__THINGS TO DO__
A. Answer these questions from the blog post about the mall fireworks show.
(i) What does the writer name as the dominant personal failing?
(ii) In what year was the shopping mall built?
(iii) What event brought the writer to the mall on Saturday night?
B. According to the blog post about the mall fireworks show, why does the writer begin the day by doing something creative? Answer in one to three sentences.
C. Pick up the blog post about the mall fireworks show right after its final sentence and carry it forward.

__DOCUMENT SEGMENT__
Monday, July 06, 2009

Sparks and Carnivals

Amongst my greatest personal failings, ill-discipline takes the dominant place.

So does bad writing. Let me try that again.

I have to admit: I'm not lazy, I'm not weak on ability, I don't hate my job. I just ain't got no discipline. And rather than force myself into some role, maybe it's better I try to live within my nature.

In other words, I'll work better today if I do something creative first. Even a dumb little blog post sharing pictures. Three's a magic number, will go with that.

And guess what? As usual I'll write too much. Less is only more if you're disciplined.

Sat. night we went down to the shopping mall for the fireworks show. The mall was built in 1970, back when Aerojet and Mather AFB drove construction of new suburbs out into the farm country. Now the farms are completely forgotten and the AFB is closed and Aerojet a shadow of its former self, and the suburbs run down and oil-stained, full of people by no means envisioned by the original developers: Gangs, immigrants, the working poor. And me.

Thus the crowd had a peculiar misshapen look to it. Actually, that's just a matter of style. Anyone in an over-long t-shirt and shorts down to their ankles and a haircut inspired by watching gangland documentaries looks misshapen to me, and that about covers everyone under thirty-five these days. So, I dunno, the crew-cut little kids being pushed around in strollers by slouching couples buried in tatts and bad hair will probably grow up to be very prim and focused. Fascists, most likely.

__DATASET EXCERPT__

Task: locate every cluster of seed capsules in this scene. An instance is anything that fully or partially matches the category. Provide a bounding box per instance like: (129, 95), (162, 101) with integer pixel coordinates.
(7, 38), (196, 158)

__IN RESPONSE__
A.
(i) Ill-discipline.
(ii) 1970.
(iii) A fireworks show.

B. The writer's difficulty is a lack of discipline, not laziness, low ability or dislike of the job. Rather than forcing a role against that nature, the writer chooses to live within it and expects to work better after doing something creative first.

C.
There was a carnival filled with about thirty thousand brats whose parents bred too young. We walked through the press, enjoying the sights, sounds, smells. Rickety vomit-rides hauled off truck trailers, "games" where gravel-voiced barkers exhort passersby to win faded plush toys of last year's fad animal-character, a single "food" concession beset with hundreds of people yearning for that elusive perfect corn-dog. Warmth recycled from the July sun rose into the night air from the asphalt.


Further out in the parking lot was the rock station tent, handing out bumper stickers, and around a corner there was a concert going on. Local blues-harp phenomenon Kyle Rowland was down with a solid band. We saw him at the Jubilee -- just fifteen, and an amazing musician. Really enjoys himself too. If he keeps that happy spirit and avoids the pitfalls of most young talent, he will have a great life.


The fireworks were cool, always are. Out in the back parking lot, music provided by numerous random car radios all tuned in to the same station, people out in their lawn chairs basically tail-gating. It was fun, a happy crowd, a family crowd. Afterwards we predicted the traffic would be ridiculous and went to a bar to wait it out, enjoyed watching the stop-and-stop traffic for a full hour as people tried to thread their way out of the mall and through the intersection.

3 comments:

SereneBabe said...

it all depends on how you define "disciplined"

Anne said...

I laugh to myself about how the hoards will like their many tats 20 or 30 years from now. We never think we will change. But oh, we do.

Jodie Kash said...

Seems like a lovely time.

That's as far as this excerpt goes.